**Things to do**
1. According to the passage on OSHA emergency temporary standards and rulemaking, how long on average did OSHA need to develop and issue a regulation between 1981 and 2010?
2. List every government office or agency named in the passage on OSHA emergency temporary standards and rulemaking.
3. Write a continuation of the passage on OSHA emergency temporary standards and rulemaking, beginning after its final sentence.

**Selected passage**
The White House Office of Information and Regulatory Affairs publishes a regulatory agenda twice a year with updates on forthcoming regulations and their current stages. Read the current regulatory agenda online.

OIRA also has a list of regulations, in different stages, that are under review.

How long does an ETS remain in effect? How does the renewal process work?

Two parts of the OSH Act address these questions. Section 6(c)(3) states: “The secretary shall promulgate a standard under this paragraph no later than six months after publication of the emergency standard.”

However, Section 6(c)(2) states that an ETS “shall be effective until superseded” by a promulgated standard.

“In other words, employers should continue to comply with the standard and OSHA will continue to enforce the standard,” former OSHA Deputy Assistant Secretary Jordan Barab writes on his website, Confined Space.

On another note, an ETS essentially acts as a proposed rule for a possible permanent standard.

After publishing the ETS on COVID-19 vaccination, testing and masking in the Nov. 5 Federal Register, OSHA solicited public comment through Jan. 19, extending its original comment period by 45 days. As with any proposed rule, the agency has the option to make changes to or withdraw the regulation before issuing a final rule.

The “renewal process” for an ETS is like that for other regulations, governed by notice-and-comment procedures, as outlined in the Administrative Procedure Act of 1946. For many other regulations, the process is a lengthy, multistep one that often takes years or even decades. A 2012 Government Accountability Office study found that, between 1981 and 2010, OSHA needed, on average, more than seven years to develop and issue a regulation.

An OSHA flowchart detailing its rulemaking process estimates that it takes around 12.5 years to complete all seven stages, which encompass 48 potential steps.

The major steps are a Request for Information and/or a “pre-rule stage,” followed by an agency issuing an advance notice of proposed rulemaking or a proposed rule. Typically, comment periods are scheduled – often spanning 30 to 60 days or more – between each of those steps until a final rule is published.

Executive Orders and court decisions have added extra time to the process for certain OSHA regulations. That includes reviews by the White House Office of Management and Budget and the Small Business Administration. SBA reviews, also known as SBAR panels, are conducted for regulations that will have “a significant economic impact on a substantial number of small entities.” No thresholds exist, however, as to what’s “significant” or “substantial.”

**Extracted data**
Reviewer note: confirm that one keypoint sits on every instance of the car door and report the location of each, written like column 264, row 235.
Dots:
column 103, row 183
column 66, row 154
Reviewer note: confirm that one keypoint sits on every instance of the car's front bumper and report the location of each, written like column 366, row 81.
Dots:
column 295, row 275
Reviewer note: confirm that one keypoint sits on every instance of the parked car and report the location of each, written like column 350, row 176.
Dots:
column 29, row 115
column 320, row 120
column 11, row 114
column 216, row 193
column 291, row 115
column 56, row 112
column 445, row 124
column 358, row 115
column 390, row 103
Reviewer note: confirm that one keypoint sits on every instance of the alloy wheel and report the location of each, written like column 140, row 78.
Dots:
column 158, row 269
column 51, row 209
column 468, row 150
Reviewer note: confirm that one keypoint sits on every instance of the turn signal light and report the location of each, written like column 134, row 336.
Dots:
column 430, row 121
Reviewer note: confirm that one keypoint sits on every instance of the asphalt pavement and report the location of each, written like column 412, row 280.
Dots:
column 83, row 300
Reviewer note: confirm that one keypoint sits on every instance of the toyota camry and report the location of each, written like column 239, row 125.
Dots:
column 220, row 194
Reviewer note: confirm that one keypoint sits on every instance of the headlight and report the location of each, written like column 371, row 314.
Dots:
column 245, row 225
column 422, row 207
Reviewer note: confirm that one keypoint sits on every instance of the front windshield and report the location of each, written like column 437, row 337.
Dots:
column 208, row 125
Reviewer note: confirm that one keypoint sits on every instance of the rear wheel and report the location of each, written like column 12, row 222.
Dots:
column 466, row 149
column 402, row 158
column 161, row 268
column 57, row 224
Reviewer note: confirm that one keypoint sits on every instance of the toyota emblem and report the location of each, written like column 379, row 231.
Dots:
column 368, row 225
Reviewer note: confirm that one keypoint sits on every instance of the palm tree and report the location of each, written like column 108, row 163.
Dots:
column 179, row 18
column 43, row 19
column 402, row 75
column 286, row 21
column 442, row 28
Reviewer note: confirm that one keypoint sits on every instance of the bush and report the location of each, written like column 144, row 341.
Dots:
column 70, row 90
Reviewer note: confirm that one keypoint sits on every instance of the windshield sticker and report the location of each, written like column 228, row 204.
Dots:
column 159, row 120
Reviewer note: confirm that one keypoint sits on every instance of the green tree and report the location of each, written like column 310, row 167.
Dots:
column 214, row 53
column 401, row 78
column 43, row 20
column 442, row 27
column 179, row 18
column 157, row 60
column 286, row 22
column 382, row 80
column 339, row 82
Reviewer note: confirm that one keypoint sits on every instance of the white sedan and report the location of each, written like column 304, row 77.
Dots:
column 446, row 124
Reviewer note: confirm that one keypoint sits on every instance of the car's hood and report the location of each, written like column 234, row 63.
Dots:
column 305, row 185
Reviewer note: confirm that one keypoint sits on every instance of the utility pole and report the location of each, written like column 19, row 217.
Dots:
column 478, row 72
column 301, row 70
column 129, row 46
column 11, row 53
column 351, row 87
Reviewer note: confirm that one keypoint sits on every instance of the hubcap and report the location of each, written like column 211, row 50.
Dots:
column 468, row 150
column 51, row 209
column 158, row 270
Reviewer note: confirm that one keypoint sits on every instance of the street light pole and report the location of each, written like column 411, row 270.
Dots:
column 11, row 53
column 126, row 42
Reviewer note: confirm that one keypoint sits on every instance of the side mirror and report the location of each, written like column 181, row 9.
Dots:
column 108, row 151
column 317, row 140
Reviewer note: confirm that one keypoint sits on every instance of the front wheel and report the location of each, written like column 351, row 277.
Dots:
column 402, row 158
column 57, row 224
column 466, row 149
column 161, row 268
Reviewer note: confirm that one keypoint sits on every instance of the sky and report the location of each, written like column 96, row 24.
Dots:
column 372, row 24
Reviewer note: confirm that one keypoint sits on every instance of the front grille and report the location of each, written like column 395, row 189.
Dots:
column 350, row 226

**Responses for each task**
1. More than seven years.

2.
- White House Office of Information and Regulatory Affairs (OIRA)
- OSHA
- Government Accountability Office
- White House Office of Management and Budget
- Small Business Administration (SBA)

3.
In a May 2012 guide on how to comply with the Small Business Regulatory Enforcement Fairness Act of 1996, SBA says, “No single definition can apply to all rules, given the dynamics of the economy and changes that are constantly occurring in the structure of small-entity sectors. This is why it is important that agencies make every effort to conduct a sufficient and meaningful analysis when promulgating rules. The preparation of the required analysis calls for due diligence, knowledge of the regulated small entity community, sound economic and technical analysis, and good professional judgment.”

Does an ETS require congressional approval?

No. Congress gave the executive branch’s agencies the ability to promulgate regulations via the aforementioned Administrative Procedure Act.

Congress, however, has a method of disapproving an ETS and other regulations (with some exceptions) via the Congressional Review Act, included as part of the SBREFA. The bar is set fairly high, though. To overturn a regulation, both houses of Congress need to approve a joint resolution and the president needs to sign it. Or, Congress would need enough votes to override a presidential veto after approving a joint resolution.

The CRA also comes with a ticking clock: Congress has 60 “legislative” days, or days when it’s in session, to issue that joint resolution. On Dec. 8, the Senate approved a CRA resolution to repeal the ETS on COVID-19 vaccination, testing and masking, but the House did not follow suit.